* **SUPPLIED INFORMATION**:
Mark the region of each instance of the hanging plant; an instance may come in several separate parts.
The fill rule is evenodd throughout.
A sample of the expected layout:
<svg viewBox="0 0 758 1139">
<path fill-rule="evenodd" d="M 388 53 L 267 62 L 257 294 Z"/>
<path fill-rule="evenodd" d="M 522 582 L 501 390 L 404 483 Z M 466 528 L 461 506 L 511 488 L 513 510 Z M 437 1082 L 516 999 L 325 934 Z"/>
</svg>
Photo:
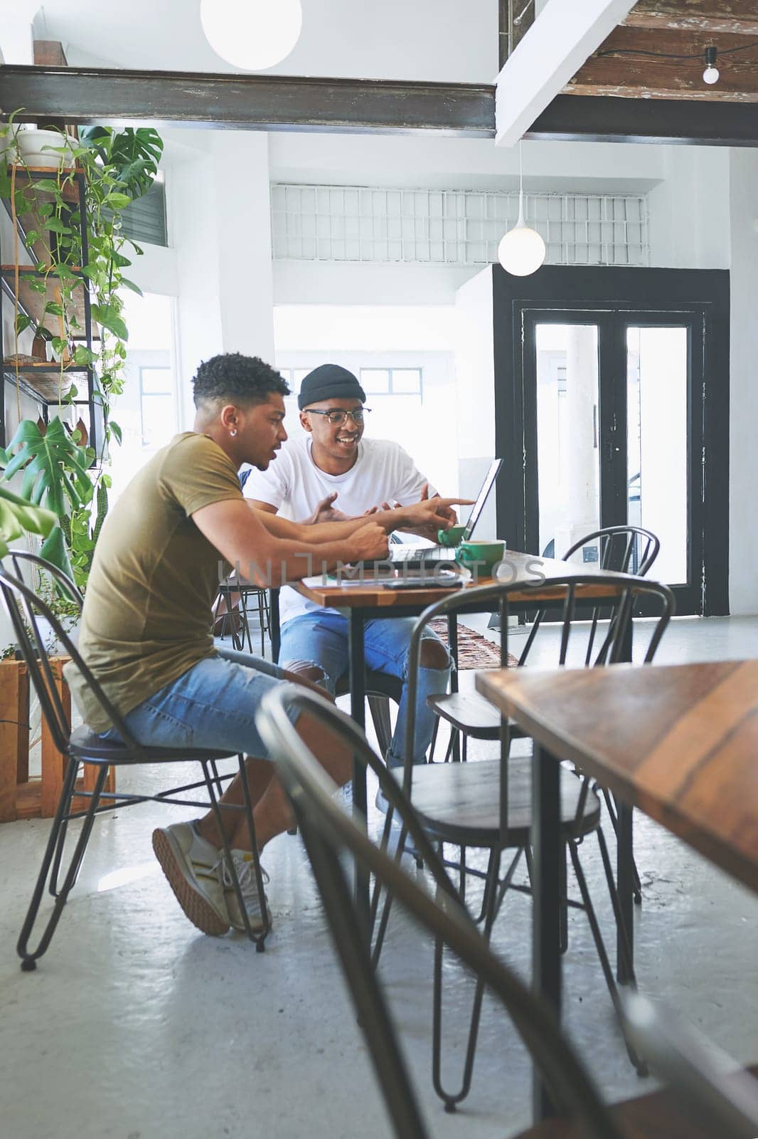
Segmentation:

* **THE EXERCISE**:
Reproduce every row above verbatim, leaving out the pictures.

* **SOLUTION TO THIS EXERCISE**:
Mark the region of each instance of the hanging plant; an instance may come in several separate parts.
The fill rule is evenodd throughout.
A sample of the expected layout:
<svg viewBox="0 0 758 1139">
<path fill-rule="evenodd" d="M 388 53 L 267 62 L 257 294 Z"/>
<path fill-rule="evenodd" d="M 522 582 L 501 390 L 404 483 Z M 466 528 L 461 506 L 511 488 L 513 510 Z M 437 1082 L 516 999 L 325 934 Z"/>
</svg>
Photo:
Segmentation:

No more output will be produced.